§ **WHAT THIS TASK INVOLVES**:
Once you find the line below that has "Exercise. Point out the woman's hand", output it and every line after it exactly, stopping after the line that has "Exercise. Point out the woman's ear", with no pictures.

§ **MATERIAL PROVIDED**:
╭──

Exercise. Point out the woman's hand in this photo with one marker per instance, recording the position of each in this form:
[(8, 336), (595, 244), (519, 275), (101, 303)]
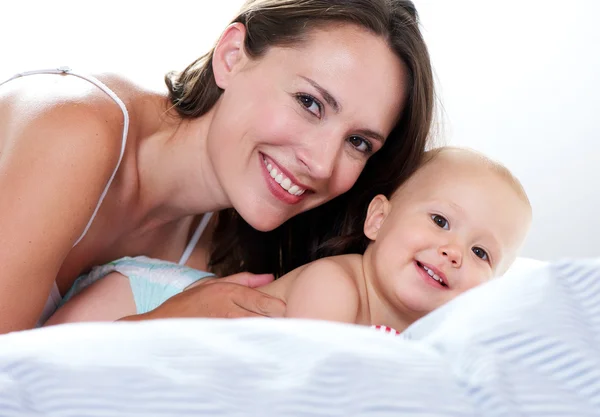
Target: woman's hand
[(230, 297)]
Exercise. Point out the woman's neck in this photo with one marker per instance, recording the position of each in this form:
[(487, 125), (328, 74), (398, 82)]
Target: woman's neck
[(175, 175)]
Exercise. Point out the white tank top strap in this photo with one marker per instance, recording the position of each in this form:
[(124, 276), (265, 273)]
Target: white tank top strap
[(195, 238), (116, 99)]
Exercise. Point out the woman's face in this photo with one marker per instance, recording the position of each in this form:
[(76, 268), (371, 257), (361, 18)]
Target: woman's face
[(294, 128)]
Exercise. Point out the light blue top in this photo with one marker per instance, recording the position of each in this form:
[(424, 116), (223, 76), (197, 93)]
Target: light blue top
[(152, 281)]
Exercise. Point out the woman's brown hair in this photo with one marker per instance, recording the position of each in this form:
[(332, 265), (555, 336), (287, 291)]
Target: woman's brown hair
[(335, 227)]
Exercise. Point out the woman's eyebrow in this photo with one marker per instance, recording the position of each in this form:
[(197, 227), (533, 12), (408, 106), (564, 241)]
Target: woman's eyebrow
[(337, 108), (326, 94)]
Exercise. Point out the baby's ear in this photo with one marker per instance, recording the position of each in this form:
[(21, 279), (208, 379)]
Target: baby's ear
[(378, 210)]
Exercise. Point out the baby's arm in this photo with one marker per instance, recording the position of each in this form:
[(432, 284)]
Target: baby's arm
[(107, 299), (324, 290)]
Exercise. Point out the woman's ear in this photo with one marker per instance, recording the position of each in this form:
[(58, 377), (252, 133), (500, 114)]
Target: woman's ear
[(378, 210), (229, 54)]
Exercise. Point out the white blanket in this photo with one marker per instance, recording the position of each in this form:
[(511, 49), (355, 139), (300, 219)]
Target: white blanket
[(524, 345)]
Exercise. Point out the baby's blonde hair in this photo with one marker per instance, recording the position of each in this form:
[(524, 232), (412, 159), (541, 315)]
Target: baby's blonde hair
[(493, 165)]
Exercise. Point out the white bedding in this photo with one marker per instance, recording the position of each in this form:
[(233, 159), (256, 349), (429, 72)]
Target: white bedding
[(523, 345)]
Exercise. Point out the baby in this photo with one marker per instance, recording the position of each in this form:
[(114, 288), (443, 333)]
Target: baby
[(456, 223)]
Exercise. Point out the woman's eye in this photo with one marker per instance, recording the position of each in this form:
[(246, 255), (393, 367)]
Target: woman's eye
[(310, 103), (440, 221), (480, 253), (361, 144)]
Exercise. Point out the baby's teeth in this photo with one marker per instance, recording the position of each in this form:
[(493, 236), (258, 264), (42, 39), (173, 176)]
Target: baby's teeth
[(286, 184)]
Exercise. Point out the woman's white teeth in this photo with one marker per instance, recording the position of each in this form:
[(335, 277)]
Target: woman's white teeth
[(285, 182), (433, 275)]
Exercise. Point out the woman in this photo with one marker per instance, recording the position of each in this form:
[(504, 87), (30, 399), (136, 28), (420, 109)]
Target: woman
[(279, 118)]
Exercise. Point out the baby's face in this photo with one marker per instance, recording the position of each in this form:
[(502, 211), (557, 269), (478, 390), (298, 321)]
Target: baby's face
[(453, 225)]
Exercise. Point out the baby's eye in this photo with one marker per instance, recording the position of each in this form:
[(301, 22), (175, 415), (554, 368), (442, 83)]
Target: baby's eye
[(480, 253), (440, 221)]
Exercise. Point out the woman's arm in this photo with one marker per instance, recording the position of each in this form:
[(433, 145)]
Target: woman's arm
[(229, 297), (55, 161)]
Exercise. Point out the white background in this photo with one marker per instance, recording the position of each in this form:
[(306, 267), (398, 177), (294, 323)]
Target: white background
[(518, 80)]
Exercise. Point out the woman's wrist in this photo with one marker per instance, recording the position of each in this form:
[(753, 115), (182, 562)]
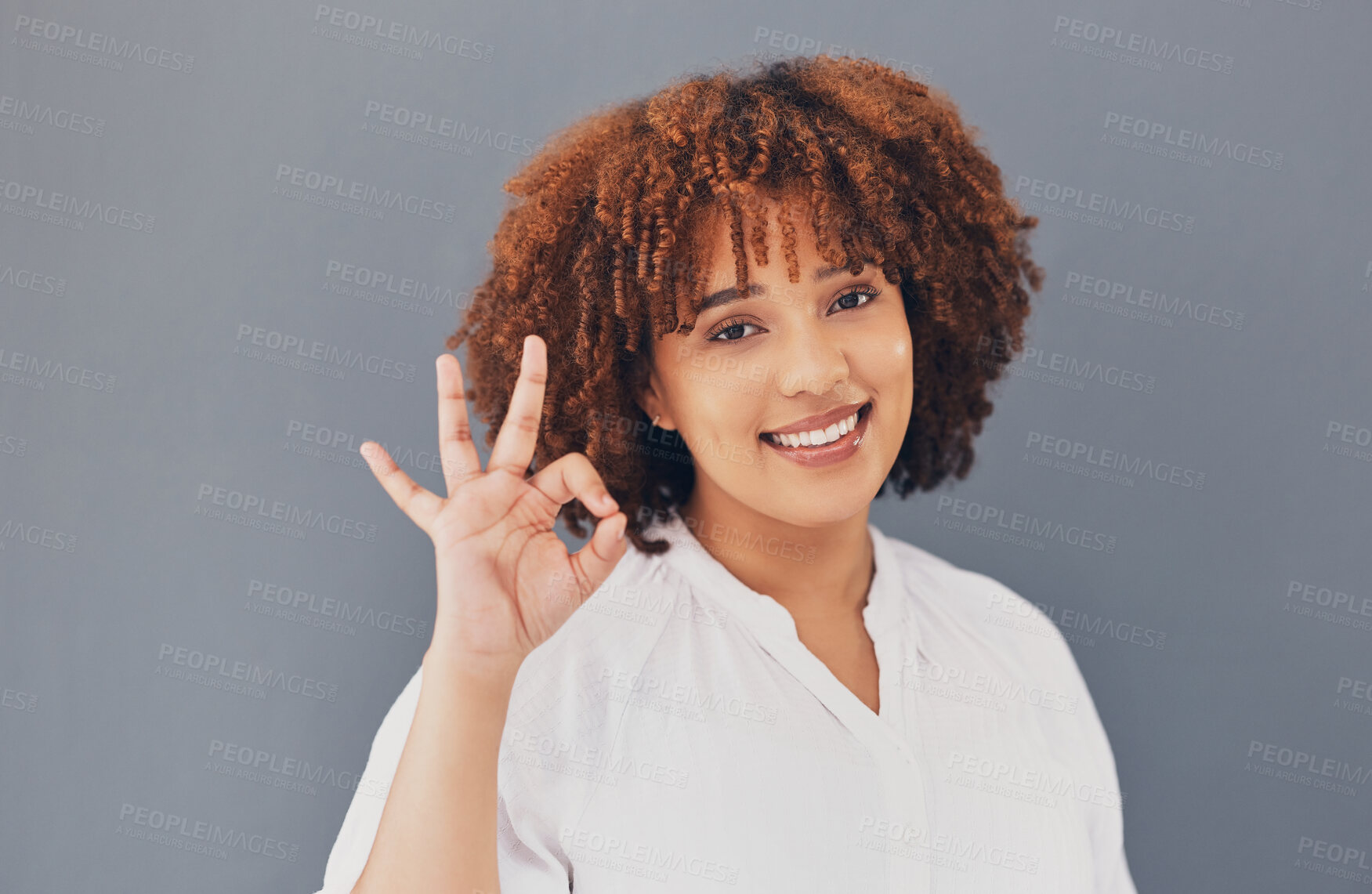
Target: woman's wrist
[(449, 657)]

╰──
╭──

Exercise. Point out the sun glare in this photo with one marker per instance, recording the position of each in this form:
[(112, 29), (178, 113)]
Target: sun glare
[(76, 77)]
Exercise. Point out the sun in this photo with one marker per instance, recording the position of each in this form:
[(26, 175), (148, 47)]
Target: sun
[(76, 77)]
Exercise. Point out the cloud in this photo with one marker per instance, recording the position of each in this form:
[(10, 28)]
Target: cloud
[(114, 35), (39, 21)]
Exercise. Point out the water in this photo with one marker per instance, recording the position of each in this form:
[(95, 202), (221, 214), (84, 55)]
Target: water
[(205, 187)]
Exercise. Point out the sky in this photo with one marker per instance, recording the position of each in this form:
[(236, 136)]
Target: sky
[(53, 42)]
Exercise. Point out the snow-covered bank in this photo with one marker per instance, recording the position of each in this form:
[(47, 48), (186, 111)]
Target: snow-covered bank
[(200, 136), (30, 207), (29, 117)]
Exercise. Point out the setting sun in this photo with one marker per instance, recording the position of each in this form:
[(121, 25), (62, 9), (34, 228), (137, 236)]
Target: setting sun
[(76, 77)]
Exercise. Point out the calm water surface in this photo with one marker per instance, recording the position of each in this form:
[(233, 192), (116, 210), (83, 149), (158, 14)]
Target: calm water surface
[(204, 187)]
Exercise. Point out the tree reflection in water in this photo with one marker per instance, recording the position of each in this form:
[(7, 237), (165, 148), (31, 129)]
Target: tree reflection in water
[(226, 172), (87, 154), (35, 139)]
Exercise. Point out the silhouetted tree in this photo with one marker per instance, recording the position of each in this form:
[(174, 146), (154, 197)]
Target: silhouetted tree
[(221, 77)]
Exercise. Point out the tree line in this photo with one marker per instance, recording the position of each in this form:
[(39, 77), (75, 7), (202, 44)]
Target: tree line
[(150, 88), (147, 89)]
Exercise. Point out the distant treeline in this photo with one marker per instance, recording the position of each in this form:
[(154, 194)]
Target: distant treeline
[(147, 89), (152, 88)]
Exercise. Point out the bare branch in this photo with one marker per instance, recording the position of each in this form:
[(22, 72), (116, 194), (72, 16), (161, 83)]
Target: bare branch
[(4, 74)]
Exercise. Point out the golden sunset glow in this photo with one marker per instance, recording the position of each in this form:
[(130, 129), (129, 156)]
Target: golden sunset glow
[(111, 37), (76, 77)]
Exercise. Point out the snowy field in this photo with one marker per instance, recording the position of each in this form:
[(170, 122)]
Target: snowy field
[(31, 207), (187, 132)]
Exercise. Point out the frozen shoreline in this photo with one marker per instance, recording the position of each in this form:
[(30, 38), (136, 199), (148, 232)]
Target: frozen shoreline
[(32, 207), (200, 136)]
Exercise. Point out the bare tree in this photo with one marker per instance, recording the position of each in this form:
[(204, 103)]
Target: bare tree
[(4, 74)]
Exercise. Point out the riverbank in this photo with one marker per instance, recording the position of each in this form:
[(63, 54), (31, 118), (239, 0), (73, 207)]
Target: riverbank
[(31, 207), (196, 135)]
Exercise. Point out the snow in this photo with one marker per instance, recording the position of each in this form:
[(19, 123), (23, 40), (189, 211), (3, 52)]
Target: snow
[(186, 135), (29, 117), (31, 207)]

╰──

§ **SOLVED PROBLEM**:
Exercise. Point out the woman's hand in this photo with one marker per instance, recording the position of each in this form:
[(8, 336), (595, 244), (519, 275), (101, 303)]
Target: woman's hand
[(230, 297)]
Exercise. Point out the woman's neck in this photo with one marker per instance, recording the position of each in this form:
[(487, 125), (328, 74), (398, 82)]
Target: woman's neck
[(175, 175)]
Exercise. Point out the white tank top strap in this photo with one marker per instance, recording the position of each in this form:
[(124, 276), (265, 273)]
Target: white tank top strap
[(195, 238), (116, 99)]
Exercise. Point out the woman's face in this photo with one marker per instance, recording the position of each in this form:
[(76, 268), (371, 257), (361, 18)]
Target: woman's face
[(294, 128)]
Exercise. Point out the light blue top in this photo with one marker per instance, recording the position of each in this form:
[(424, 116), (223, 76), (197, 93)]
Target: light blue top
[(152, 281)]
Exercise. Point out the woman's brown hair in this photo with one marker per instance, recording the position of each in this form:
[(332, 265), (555, 336), (287, 291)]
Target: woman's brown hair
[(335, 227)]
Exercise. Point out the woman's eyebrow in this photo with one marker per instance, recording the position of each in this form:
[(197, 227), (533, 12), (408, 106), (564, 241)]
Target: woman's eyebrow
[(337, 108), (326, 94)]
Exercise. Point out the baby's ear in this photo with one marker per instance, recording the position of each in this form:
[(21, 279), (208, 379)]
Target: baby's ear
[(378, 210)]
Exercise. Point out the baby's arm in this photo with one marker per instance, recording the position of each in this form:
[(432, 284)]
Target: baby's arm
[(107, 299), (324, 290)]
Exercise. Point out the woman's ear in this photo with one marker per instance, recording the position of each in this form:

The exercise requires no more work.